== Provided records ==

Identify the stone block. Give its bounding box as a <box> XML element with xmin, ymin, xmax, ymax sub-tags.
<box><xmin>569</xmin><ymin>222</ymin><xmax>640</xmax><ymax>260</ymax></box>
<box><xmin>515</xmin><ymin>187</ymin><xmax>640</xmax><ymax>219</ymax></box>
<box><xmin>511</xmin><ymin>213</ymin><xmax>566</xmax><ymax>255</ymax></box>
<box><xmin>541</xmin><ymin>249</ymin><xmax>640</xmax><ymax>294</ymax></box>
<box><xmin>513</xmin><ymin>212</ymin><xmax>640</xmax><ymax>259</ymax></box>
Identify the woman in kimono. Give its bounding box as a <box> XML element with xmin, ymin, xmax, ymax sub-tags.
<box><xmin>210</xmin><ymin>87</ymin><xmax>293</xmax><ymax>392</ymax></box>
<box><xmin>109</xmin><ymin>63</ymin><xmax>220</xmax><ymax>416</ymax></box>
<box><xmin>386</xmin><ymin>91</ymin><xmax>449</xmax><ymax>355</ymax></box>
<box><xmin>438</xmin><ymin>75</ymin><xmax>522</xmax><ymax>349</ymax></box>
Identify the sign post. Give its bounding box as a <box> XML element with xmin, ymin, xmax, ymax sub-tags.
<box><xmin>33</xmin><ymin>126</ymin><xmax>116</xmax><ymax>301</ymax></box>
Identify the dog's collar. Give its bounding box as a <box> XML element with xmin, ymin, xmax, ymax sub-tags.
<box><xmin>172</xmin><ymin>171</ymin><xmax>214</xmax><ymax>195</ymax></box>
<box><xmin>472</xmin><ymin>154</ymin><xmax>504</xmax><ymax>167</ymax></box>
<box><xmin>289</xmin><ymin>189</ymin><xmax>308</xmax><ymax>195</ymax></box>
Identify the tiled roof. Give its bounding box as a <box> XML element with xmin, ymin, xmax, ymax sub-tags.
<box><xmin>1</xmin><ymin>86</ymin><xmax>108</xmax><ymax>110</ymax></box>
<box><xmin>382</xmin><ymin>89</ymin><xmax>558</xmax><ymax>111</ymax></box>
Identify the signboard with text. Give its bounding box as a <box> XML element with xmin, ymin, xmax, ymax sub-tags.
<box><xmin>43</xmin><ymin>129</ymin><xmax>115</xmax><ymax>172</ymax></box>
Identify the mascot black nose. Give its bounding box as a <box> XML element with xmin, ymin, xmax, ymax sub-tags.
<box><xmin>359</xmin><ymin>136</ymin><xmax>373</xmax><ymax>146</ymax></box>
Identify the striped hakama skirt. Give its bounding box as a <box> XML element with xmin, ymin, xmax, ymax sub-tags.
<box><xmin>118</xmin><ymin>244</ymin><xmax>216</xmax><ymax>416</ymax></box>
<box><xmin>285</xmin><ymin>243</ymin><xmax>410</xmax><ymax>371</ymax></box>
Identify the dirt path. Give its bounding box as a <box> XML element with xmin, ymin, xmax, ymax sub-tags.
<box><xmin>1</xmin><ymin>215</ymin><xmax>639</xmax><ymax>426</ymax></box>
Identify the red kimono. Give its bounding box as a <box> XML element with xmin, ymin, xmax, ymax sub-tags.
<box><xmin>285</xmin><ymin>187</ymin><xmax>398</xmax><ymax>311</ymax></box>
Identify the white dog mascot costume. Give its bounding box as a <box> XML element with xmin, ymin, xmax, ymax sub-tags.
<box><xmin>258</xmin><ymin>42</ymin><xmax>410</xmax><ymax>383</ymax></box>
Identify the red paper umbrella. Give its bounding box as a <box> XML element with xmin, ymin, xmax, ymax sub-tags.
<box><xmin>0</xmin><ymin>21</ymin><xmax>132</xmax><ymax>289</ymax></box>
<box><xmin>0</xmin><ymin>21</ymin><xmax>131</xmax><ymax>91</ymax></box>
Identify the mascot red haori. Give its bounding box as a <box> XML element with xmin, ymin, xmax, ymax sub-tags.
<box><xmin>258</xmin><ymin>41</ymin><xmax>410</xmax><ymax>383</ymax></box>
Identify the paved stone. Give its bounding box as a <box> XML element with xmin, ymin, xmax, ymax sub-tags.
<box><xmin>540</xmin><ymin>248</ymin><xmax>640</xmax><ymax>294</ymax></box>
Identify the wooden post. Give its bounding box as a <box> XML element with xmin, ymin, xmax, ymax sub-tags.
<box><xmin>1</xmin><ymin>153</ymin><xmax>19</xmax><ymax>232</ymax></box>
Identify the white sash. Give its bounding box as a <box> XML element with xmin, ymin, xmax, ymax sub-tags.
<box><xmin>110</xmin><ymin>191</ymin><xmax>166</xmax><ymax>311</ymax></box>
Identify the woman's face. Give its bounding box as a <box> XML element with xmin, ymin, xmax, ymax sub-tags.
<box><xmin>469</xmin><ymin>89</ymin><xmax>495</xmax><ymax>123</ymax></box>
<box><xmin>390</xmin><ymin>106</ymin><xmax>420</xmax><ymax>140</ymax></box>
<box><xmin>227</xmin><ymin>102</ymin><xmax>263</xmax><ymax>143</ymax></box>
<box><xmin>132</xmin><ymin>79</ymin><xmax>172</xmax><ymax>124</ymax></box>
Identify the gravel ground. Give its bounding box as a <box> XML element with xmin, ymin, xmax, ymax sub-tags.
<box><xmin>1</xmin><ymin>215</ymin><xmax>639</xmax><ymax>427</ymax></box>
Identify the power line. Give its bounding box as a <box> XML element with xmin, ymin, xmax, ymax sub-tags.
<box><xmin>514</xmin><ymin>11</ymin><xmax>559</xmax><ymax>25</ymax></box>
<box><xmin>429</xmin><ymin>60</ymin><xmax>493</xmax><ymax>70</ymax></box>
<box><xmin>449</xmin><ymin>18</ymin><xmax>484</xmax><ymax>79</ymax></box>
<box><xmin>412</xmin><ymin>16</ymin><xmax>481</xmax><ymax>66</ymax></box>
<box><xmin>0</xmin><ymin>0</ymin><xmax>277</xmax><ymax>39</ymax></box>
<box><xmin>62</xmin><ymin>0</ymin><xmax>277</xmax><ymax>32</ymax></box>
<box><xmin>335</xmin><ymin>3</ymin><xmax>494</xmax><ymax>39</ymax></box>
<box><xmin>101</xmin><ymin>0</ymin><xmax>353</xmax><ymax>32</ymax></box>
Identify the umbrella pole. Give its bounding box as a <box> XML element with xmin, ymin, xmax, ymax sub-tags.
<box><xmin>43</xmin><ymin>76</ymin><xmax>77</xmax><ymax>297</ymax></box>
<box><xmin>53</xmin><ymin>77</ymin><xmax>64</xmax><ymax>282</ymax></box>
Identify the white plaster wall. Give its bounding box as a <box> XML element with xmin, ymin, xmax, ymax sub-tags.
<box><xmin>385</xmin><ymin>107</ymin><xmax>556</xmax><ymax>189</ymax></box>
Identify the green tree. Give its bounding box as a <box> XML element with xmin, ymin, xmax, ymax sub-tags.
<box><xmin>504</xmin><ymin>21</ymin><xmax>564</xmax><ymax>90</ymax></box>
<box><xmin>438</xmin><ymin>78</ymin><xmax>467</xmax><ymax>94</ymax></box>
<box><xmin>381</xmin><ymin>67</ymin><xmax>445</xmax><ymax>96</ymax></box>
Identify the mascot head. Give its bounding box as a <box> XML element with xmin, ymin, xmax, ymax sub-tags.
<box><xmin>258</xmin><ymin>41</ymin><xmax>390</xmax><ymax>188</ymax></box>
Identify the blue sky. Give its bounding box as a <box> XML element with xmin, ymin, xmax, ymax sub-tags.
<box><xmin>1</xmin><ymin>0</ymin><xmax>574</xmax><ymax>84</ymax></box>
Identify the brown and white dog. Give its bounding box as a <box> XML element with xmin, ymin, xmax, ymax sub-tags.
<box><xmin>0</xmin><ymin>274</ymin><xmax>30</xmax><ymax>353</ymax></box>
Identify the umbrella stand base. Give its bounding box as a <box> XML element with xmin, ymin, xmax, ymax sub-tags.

===

* _What you should do_
All lines from the one containing "Identify the brown" through the end of the data, and no others, are to be given again word for word.

* _Completed task_
Identify the brown and white dog. Give its bounding box as a <box> XML element with xmin, ymin, xmax, ymax sub-tags.
<box><xmin>0</xmin><ymin>274</ymin><xmax>30</xmax><ymax>353</ymax></box>
Identify the umbrella stand base. Give its bounding box as a <box> XML element with xmin, ymin, xmax, ymax sub-tags.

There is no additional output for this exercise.